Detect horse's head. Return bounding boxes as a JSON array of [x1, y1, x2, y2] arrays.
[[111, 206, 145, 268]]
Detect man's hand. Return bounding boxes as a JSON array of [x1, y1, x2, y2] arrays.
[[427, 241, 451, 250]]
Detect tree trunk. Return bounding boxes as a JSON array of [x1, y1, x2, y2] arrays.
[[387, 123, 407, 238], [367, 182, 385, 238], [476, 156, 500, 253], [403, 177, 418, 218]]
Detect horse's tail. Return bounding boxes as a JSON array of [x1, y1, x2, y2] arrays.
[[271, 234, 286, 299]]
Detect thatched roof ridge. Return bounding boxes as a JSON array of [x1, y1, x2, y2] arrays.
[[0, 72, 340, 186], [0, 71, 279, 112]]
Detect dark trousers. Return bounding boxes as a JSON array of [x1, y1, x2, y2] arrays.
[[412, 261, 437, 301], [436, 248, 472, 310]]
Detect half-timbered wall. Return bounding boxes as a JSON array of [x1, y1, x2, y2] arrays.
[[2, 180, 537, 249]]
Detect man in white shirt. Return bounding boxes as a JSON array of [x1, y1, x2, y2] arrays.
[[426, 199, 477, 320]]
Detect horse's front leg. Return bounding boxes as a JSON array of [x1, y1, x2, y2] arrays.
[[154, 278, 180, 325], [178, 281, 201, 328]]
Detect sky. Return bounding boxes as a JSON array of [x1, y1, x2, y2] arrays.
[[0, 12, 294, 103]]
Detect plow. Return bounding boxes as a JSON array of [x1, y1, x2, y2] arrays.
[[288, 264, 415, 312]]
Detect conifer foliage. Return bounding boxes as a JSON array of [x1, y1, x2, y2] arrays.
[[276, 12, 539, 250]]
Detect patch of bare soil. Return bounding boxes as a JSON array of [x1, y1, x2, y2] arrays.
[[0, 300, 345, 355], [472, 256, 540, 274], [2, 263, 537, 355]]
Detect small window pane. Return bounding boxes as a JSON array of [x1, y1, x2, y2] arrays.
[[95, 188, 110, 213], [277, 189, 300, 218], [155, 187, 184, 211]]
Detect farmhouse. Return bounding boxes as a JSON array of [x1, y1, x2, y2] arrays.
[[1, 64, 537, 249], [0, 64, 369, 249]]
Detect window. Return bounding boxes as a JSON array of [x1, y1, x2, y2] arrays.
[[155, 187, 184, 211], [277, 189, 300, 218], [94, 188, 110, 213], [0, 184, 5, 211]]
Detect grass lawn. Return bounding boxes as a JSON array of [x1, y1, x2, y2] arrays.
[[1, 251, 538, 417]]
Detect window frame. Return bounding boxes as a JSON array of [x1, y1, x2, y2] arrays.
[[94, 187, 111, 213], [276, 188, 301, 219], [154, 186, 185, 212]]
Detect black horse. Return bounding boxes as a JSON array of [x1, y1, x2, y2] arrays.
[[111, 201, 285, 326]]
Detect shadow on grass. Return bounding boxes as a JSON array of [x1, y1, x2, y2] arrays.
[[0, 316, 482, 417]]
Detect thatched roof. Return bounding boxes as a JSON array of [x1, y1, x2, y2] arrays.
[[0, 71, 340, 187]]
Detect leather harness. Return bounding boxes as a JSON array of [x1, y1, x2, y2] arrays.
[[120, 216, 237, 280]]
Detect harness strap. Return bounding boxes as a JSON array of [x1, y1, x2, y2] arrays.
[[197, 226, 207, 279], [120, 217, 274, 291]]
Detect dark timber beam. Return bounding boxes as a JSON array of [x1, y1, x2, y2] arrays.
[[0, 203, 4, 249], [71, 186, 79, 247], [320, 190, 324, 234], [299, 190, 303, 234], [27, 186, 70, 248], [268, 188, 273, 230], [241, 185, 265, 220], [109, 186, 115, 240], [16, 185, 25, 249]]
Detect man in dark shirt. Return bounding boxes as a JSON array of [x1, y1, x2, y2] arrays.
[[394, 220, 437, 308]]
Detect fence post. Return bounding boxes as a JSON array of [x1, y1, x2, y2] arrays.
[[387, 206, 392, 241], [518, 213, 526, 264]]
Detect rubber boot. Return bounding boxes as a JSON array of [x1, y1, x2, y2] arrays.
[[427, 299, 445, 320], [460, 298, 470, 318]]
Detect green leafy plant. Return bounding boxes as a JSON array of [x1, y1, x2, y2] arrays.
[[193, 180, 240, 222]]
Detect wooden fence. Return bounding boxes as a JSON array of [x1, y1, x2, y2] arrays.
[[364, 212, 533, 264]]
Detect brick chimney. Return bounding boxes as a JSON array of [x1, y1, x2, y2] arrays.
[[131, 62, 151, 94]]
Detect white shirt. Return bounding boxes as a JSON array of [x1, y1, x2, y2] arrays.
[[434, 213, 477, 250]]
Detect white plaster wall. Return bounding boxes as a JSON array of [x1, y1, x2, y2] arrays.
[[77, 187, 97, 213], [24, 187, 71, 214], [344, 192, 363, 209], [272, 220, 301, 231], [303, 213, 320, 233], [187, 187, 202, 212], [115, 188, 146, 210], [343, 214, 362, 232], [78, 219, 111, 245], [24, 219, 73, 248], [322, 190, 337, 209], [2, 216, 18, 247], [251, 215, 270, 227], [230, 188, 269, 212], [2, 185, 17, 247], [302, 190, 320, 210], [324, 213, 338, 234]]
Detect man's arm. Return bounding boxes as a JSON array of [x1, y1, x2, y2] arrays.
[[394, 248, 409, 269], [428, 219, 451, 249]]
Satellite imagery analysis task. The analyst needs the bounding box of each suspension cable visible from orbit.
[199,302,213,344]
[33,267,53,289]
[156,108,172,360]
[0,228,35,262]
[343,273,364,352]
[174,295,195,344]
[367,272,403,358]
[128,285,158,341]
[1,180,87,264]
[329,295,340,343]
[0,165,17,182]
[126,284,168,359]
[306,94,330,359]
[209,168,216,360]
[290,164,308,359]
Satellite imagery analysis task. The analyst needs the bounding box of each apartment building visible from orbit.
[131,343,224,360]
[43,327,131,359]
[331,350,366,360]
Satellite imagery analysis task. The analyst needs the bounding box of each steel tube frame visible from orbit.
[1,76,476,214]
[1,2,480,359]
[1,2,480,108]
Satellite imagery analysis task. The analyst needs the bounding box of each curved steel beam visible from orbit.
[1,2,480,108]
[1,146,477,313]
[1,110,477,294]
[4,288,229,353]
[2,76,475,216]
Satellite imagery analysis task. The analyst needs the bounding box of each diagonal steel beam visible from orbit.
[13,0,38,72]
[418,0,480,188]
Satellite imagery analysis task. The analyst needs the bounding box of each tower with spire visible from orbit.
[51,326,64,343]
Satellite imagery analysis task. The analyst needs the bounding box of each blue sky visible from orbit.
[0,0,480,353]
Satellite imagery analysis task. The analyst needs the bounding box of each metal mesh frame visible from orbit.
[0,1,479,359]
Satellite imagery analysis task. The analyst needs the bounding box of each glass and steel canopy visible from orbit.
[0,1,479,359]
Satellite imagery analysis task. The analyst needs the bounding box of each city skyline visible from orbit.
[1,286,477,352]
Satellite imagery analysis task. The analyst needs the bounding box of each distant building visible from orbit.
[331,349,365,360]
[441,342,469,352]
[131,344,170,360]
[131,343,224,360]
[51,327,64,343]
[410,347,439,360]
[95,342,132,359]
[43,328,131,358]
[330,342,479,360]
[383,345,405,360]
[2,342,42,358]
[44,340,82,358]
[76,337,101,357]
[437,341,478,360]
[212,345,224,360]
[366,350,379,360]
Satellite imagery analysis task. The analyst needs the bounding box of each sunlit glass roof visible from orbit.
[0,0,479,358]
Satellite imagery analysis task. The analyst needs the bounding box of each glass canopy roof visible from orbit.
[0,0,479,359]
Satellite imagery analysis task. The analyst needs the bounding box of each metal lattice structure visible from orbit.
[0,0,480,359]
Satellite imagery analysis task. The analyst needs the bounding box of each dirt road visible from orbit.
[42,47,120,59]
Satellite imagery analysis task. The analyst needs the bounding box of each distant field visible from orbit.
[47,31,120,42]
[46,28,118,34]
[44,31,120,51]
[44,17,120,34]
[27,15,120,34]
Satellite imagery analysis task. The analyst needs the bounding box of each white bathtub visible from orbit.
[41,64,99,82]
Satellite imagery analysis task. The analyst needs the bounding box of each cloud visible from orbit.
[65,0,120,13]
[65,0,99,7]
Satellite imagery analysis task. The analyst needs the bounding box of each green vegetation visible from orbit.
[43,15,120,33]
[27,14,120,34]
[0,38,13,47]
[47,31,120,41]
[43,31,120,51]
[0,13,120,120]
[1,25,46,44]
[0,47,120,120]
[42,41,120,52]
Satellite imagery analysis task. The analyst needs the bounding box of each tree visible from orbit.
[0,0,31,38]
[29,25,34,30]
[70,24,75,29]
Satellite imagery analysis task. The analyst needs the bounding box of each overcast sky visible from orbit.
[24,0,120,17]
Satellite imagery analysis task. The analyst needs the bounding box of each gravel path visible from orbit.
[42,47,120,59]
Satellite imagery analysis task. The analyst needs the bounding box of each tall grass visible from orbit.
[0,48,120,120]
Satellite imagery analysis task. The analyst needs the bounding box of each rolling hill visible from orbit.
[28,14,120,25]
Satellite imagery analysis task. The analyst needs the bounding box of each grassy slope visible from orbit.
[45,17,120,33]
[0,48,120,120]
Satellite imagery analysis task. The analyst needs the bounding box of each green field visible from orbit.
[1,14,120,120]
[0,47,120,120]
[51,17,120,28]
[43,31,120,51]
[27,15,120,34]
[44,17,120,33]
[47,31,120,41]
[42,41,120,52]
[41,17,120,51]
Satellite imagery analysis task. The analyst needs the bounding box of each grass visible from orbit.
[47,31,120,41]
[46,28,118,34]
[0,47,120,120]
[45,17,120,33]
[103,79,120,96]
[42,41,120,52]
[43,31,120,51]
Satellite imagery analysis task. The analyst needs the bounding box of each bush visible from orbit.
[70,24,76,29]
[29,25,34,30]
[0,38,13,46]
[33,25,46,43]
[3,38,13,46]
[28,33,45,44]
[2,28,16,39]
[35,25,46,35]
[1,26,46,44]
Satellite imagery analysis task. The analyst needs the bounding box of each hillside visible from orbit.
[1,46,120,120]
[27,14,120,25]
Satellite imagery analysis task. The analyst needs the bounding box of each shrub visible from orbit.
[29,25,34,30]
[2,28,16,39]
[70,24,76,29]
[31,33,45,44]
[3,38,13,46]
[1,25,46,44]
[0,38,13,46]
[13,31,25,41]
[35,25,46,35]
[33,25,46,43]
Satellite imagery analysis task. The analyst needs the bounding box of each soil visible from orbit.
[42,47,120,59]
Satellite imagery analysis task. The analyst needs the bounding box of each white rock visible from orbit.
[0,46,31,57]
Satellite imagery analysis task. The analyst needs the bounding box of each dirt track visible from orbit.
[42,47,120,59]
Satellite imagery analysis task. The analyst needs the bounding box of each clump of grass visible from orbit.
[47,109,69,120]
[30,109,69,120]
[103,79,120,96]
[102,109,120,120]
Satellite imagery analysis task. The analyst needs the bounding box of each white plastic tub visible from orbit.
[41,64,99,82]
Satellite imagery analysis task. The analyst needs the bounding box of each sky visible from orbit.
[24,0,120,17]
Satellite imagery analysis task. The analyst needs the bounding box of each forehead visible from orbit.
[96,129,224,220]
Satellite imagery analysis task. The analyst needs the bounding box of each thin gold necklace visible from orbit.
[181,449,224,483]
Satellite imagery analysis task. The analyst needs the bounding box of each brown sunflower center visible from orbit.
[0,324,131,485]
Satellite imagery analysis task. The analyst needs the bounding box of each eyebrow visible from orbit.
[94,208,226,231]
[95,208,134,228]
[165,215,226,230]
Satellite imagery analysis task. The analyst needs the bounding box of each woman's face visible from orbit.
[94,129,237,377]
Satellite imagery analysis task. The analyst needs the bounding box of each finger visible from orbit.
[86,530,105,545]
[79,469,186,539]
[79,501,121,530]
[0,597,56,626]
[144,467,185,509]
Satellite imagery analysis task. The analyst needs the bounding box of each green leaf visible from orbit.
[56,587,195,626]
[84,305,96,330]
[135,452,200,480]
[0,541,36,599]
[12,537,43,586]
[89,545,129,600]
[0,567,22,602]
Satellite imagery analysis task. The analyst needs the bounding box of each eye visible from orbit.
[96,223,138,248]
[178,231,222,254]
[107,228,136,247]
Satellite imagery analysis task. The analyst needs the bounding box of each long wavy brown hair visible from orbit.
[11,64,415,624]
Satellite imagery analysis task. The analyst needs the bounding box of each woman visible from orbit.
========================
## EXERCISE REQUIREMENTS
Make an exact copy of each line, beginning at the one containing "eye visible from orbit." and ending with the last line of the data, and of no other line.

## THE ANSWER
Satellite imagery analysis task. The analyst needs the bounding box of each eye visible from orbit.
[96,223,138,248]
[178,231,222,254]
[107,228,136,247]
Satellite imagery analysis task. The analyst needs the bounding box of each long wavy brown hair visible from orbit.
[11,64,415,624]
Satellite imagery analysis task. The analyst needs the bounding box of each woman visible from orbit.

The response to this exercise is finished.